▶ **ASSIGNED TASK**:
How many lines of these entries include the string "girl"? State the number alone.

Referring expression grounding data:

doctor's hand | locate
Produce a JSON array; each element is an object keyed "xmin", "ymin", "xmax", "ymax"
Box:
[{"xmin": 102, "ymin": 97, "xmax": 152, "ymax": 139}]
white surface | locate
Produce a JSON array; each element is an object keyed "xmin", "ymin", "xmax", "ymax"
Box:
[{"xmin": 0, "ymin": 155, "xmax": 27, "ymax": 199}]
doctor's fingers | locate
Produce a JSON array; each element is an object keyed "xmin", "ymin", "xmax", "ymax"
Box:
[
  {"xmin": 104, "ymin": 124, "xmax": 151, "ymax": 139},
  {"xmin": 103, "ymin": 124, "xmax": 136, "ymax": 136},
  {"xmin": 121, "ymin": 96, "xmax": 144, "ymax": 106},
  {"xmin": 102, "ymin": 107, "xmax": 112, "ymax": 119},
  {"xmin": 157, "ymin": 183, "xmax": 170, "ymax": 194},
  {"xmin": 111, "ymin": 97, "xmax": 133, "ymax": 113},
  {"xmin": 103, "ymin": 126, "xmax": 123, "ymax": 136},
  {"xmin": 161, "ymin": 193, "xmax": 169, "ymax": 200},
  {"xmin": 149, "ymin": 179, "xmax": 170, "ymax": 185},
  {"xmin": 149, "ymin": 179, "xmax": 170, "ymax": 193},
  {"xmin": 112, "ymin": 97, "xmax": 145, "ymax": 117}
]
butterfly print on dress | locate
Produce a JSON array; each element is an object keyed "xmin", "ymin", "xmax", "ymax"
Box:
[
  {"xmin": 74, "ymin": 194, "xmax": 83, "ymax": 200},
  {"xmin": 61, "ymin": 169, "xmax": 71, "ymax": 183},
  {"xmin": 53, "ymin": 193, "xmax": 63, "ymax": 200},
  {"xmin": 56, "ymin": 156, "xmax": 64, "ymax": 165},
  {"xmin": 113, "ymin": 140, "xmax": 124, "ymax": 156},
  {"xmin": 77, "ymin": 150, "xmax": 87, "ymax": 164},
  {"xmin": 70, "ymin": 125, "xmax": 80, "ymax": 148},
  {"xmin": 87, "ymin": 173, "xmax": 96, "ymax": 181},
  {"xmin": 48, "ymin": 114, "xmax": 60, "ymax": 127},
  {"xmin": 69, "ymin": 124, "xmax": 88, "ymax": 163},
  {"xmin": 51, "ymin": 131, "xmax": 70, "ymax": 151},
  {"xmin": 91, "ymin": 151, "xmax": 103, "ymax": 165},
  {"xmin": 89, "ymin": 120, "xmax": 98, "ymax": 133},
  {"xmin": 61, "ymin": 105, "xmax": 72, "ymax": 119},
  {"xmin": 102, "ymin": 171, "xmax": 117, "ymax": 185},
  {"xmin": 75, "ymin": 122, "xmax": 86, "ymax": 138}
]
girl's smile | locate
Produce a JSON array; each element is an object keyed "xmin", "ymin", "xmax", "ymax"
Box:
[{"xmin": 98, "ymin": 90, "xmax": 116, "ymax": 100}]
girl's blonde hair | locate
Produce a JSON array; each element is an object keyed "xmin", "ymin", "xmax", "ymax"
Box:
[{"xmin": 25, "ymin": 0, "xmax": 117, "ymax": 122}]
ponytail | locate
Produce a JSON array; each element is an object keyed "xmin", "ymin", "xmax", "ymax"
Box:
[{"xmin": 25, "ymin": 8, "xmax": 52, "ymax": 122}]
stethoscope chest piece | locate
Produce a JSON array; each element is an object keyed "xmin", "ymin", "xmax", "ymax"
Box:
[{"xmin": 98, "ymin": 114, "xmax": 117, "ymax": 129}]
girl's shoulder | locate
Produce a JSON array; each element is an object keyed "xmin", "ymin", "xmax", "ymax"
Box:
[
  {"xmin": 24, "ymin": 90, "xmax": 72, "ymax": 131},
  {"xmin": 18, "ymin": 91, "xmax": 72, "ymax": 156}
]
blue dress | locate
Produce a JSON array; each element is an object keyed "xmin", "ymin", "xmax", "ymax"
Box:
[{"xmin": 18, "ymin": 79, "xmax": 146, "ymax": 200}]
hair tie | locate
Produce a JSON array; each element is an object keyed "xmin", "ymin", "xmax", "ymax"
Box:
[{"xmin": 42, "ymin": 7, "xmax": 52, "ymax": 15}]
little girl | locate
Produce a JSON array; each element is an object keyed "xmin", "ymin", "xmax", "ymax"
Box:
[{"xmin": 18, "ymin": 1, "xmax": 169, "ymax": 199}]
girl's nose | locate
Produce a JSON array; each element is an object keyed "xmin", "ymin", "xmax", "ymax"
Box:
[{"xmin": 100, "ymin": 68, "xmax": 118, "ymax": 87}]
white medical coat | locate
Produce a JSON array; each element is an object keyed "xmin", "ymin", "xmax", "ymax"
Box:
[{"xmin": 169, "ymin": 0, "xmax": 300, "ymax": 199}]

* * *

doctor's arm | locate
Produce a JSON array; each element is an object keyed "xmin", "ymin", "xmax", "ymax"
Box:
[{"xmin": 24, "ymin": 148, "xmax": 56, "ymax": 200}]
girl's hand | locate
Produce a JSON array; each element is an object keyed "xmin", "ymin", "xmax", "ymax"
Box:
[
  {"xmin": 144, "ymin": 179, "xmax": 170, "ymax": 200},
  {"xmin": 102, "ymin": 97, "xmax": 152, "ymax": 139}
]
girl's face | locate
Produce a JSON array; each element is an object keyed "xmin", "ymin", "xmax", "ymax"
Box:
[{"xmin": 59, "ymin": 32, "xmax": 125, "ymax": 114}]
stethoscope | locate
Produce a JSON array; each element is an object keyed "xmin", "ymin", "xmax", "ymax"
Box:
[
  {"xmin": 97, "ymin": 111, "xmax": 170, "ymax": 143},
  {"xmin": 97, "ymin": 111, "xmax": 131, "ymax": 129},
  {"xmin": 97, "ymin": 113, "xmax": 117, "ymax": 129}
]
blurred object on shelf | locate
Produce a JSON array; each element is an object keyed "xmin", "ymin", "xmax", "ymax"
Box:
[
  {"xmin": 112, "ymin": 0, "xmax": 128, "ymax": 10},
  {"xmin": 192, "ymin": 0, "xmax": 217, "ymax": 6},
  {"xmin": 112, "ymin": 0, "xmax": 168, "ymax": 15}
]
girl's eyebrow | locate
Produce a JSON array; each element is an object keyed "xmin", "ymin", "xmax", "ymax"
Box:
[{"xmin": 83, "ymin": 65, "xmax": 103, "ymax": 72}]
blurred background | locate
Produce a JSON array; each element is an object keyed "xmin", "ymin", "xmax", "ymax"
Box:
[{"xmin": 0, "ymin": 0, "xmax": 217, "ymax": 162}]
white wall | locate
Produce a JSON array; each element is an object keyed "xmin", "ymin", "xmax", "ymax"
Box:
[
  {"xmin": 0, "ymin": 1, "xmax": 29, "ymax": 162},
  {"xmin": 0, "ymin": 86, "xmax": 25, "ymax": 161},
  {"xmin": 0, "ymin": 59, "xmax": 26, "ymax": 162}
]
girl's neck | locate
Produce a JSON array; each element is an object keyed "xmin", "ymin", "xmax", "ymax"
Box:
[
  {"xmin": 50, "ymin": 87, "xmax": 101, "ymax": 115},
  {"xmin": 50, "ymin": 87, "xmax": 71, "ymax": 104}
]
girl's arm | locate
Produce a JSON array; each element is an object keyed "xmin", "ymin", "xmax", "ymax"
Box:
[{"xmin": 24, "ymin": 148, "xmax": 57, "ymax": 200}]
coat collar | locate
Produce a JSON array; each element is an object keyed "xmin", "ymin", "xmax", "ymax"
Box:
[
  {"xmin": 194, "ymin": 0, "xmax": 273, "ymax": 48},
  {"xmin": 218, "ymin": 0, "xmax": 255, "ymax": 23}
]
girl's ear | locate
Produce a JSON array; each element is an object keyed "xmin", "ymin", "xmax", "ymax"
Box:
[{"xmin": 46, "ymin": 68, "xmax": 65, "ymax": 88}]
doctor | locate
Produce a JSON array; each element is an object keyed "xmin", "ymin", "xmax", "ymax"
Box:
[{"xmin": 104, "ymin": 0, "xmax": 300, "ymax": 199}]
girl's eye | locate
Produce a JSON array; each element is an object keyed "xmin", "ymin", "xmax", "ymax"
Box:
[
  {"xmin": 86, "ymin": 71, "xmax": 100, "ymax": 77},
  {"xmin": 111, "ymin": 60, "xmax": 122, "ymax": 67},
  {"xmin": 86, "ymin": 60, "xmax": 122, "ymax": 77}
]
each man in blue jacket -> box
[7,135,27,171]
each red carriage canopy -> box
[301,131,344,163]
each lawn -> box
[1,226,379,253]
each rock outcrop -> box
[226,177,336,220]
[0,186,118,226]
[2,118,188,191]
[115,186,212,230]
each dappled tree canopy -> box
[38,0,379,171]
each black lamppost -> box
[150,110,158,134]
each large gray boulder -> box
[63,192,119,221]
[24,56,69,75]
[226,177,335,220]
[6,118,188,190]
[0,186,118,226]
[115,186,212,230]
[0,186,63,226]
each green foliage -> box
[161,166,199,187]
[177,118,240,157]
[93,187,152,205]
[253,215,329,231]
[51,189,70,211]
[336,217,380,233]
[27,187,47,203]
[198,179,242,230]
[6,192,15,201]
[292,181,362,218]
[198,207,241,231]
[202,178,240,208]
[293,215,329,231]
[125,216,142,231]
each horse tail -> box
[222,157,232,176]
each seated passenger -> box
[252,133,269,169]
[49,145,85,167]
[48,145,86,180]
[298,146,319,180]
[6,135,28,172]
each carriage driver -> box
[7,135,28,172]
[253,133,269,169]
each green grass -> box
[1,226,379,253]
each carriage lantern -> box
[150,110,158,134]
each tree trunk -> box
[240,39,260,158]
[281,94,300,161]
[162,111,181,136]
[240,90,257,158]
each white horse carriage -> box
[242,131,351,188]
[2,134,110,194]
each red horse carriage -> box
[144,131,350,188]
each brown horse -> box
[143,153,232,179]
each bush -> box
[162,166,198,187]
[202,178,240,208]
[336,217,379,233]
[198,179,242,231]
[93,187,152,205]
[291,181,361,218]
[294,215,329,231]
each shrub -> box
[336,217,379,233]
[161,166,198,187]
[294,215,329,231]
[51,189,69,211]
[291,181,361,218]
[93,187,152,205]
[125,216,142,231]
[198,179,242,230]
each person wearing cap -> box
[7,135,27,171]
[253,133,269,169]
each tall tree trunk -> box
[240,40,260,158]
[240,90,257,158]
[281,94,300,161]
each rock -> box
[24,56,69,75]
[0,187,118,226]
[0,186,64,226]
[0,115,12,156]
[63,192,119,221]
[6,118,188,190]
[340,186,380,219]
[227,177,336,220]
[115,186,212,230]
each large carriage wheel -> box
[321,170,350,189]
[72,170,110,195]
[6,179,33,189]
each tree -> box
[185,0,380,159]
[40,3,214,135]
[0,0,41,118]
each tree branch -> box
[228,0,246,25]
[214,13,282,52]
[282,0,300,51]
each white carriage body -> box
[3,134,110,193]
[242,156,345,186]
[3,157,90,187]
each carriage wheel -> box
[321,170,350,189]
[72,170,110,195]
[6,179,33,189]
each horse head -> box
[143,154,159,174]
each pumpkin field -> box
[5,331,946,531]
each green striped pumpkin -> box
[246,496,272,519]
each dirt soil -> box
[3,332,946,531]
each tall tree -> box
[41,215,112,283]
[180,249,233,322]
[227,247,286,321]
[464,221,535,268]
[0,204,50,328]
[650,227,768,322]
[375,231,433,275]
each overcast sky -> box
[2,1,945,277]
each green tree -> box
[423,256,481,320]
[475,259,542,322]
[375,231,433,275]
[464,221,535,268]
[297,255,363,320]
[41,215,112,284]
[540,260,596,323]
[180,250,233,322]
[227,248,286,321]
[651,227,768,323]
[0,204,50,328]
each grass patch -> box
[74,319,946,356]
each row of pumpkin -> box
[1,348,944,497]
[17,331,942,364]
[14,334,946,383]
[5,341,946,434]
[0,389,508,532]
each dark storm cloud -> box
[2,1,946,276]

==

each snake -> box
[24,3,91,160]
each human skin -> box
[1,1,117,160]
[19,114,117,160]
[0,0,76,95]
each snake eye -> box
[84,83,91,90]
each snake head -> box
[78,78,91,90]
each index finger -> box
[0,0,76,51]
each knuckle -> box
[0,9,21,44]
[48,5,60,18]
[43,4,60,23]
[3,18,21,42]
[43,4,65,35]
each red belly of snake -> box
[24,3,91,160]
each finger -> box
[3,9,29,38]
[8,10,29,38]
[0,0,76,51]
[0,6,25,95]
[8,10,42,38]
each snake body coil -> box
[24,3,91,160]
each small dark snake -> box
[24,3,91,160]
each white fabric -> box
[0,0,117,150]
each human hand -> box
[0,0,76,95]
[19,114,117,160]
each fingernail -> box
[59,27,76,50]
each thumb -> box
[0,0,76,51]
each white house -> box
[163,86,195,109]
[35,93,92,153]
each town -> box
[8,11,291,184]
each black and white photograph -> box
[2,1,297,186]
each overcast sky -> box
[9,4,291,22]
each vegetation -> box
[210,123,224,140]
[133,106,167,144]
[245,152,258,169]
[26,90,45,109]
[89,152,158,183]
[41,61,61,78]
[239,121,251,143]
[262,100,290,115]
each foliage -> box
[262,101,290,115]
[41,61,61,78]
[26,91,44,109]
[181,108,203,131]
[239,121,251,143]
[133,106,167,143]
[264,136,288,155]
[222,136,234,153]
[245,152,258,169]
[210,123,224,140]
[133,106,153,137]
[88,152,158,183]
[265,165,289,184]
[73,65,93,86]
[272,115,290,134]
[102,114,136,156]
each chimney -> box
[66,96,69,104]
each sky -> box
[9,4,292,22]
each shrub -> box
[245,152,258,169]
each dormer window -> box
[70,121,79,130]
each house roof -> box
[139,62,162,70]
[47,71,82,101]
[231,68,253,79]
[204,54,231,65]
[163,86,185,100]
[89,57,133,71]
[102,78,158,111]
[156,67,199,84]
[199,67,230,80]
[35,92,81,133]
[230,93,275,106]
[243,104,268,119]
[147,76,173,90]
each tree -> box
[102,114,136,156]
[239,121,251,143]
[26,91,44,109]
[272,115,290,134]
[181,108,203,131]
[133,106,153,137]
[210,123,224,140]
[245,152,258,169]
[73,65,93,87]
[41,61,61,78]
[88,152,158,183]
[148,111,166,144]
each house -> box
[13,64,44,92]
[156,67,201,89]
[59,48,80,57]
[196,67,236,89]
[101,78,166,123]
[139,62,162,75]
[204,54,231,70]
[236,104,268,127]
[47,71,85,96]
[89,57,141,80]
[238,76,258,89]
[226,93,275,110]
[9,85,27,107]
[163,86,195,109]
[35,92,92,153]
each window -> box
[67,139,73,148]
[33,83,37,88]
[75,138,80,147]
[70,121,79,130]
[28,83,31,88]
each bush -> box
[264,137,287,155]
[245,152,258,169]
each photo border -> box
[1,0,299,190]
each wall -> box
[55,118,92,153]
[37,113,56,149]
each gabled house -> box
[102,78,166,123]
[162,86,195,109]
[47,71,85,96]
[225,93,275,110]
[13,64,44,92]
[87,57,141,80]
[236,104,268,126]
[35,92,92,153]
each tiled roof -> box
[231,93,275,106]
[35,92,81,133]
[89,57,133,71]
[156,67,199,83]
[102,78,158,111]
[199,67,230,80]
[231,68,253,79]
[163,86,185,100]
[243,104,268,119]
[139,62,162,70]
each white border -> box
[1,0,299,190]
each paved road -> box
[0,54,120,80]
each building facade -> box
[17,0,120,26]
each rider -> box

▶ **REPLY TO THE TASK**:
12